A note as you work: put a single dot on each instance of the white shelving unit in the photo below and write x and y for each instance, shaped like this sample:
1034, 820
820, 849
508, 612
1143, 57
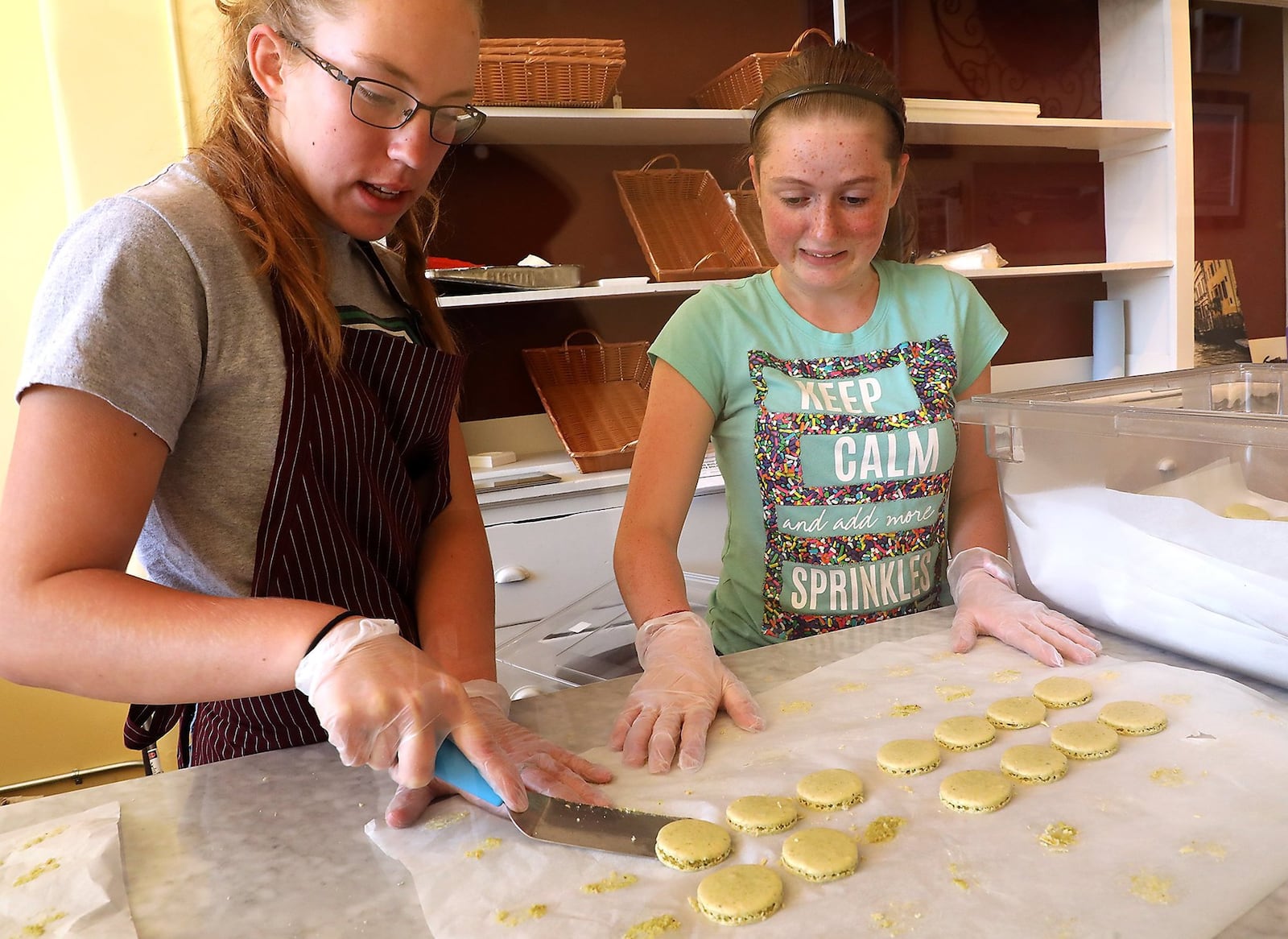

▶ _PROBLEM DESCRIPTION_
Restate the entries above word for word, minus the pictures.

▶ _PROBLEM SOLUTION_
A note as you work: put a single dot on each instance of the white shelving unit in the photo below and write x and y for each instance, shaped like this sample:
1034, 820
820, 849
508, 612
1143, 57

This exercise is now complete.